# [SOURCE PASSAGE]
GIOVANNI BATTISTA PAGGI

(Genoa, 1554 – 1627)


The Assumption of the Virgin


Pen, brown ink, and wash on paper

13 ⅜ x 9 ⅛ inches (34 x 23.2 cm)

Provenance:

Unidentified collector’s mark “D.G.R,” lower right (Lugt 757b)

Wilhelm Suida (1877–1959), New York; by descent to:

Robert L. and Bertina Suida Manning, New York, until 1996

Private Collection, USA

This impressive drawing of the Assumption of the Virgin is the work of the Genoese artist Giovanni Battista Paggi. The son of a nobleman, Paggi received a humanist education and was a self-taught artist. According to Paggi’s first biographer, Raffaele Soprani, it was only after encountering Luca Cambiaso and being praised by him that Paggi decided to pursue a career as a painter, against the wishes of his father. Paggi was banished from Genoa in 1581 after murdering a patron who had refused to pay for one of his works. He took refuge in Florence under the protection of Francesco I de’ Medici, Grand Duke of Tuscany, remaining there until 1599. In Florence, he worked out of a studio in a house owned by Federico Zuccaro and was a member of the Accademia Fiorentina del Disegno beginning in 1586. He undertook numerous commissions in Tuscany during this period, supplying altarpieces for churches in San Gimignano, Pistoia, Lucca, and other minor cities.

# [Natural-language descriptions of regions]
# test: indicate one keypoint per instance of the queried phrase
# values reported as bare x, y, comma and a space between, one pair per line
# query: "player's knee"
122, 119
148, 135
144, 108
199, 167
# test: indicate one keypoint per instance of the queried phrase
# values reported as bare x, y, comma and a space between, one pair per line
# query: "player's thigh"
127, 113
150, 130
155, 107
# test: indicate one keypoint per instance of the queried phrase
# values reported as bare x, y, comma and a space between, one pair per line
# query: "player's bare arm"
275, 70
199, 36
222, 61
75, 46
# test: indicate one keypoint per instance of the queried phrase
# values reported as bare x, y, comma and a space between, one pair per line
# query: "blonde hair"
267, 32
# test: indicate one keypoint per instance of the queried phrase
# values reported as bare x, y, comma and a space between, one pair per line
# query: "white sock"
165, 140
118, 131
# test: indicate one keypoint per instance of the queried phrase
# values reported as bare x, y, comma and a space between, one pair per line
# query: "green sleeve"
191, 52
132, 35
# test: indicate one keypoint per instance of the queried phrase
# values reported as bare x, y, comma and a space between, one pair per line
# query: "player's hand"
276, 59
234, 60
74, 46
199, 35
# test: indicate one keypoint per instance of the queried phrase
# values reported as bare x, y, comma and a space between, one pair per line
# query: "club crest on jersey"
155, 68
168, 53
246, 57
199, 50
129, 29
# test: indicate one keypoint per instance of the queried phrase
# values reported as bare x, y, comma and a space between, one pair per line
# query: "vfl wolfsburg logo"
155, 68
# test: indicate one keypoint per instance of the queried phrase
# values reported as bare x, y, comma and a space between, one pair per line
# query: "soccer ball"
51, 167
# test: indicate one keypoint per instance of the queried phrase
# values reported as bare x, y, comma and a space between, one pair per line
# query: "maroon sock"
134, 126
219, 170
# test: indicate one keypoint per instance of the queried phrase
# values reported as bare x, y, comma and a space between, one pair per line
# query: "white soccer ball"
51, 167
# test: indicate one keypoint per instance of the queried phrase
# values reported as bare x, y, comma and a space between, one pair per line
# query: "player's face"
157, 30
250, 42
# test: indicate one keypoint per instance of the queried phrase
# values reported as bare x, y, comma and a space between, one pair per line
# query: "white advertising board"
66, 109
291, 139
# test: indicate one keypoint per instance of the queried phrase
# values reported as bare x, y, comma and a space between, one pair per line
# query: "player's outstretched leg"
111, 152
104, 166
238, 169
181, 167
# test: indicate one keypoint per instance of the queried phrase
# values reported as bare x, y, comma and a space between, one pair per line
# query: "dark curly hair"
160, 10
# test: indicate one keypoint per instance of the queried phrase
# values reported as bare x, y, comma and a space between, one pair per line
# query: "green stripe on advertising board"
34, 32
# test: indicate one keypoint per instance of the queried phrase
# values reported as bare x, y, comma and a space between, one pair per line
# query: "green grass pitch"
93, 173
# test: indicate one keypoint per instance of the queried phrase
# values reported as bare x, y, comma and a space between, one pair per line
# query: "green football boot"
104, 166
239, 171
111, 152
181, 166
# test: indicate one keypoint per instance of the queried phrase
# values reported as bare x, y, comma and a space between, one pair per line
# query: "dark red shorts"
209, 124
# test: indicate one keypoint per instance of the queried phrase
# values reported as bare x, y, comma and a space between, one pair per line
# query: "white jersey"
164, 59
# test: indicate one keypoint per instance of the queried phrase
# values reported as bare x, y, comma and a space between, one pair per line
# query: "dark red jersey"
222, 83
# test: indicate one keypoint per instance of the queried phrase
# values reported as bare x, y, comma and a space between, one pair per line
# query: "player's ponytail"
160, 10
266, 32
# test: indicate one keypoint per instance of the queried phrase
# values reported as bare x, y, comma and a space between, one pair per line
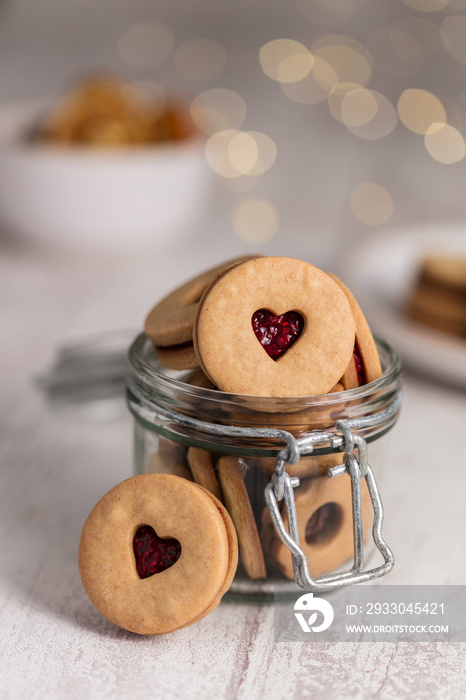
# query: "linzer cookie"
156, 553
201, 463
170, 323
365, 365
274, 327
237, 501
438, 298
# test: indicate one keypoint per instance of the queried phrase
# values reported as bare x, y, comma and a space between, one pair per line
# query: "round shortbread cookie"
237, 502
174, 508
170, 322
365, 348
233, 357
177, 356
201, 463
233, 560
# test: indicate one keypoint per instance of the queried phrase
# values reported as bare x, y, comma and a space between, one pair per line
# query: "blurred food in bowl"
106, 168
438, 298
107, 113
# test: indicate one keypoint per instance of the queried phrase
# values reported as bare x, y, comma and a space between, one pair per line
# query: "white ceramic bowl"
113, 200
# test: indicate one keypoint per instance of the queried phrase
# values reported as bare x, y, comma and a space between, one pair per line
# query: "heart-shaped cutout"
275, 333
153, 553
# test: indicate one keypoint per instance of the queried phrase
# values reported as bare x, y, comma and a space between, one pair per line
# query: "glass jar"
239, 447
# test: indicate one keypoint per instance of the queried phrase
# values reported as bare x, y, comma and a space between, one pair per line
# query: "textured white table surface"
56, 464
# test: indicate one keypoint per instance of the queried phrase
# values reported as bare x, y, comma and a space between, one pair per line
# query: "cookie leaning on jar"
271, 330
281, 327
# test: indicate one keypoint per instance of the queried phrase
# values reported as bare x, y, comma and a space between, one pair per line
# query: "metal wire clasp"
282, 485
281, 488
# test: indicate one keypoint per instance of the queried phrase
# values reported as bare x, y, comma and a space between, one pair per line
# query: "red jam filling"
154, 554
277, 334
359, 367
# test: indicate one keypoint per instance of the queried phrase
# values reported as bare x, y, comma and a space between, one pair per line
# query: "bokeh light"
232, 153
371, 204
383, 122
146, 46
396, 52
426, 5
255, 220
200, 59
453, 33
365, 113
445, 143
358, 107
350, 59
315, 87
328, 12
285, 60
218, 109
146, 93
418, 109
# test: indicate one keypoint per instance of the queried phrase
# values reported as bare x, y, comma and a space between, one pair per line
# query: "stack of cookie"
269, 327
159, 550
438, 299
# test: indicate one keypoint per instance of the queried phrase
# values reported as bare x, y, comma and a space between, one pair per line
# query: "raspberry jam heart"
277, 334
154, 554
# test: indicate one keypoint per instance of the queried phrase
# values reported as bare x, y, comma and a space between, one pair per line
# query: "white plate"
381, 272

# [WORK TO COMPLETE]
Copy the passage from the entry on the Paggi drawing above, starting with "(Genoa, 1554 –" and going on through "right (Lugt 757b)".

# [EXPECTED ANSWER]
(Genoa, 1554 – 1627)


The Assumption of the Virgin


Pen, brown ink, and wash on paper

13 ⅜ x 9 ⅛ inches (34 x 23.2 cm)

Provenance:

Unidentified collector’s mark “D.G.R,” lower right (Lugt 757b)